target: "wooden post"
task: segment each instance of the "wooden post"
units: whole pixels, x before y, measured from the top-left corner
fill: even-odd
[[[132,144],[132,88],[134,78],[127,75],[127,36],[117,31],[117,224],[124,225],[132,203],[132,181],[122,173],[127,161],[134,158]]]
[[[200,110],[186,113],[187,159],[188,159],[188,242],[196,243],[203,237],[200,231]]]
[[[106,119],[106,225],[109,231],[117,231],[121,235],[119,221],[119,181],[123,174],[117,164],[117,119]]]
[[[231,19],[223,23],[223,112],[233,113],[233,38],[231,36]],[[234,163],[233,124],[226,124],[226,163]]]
********
Where a line above holds the string "post", show that line.

■ Answer area:
target: "wooden post"
task: segment each instance of the "wooden post"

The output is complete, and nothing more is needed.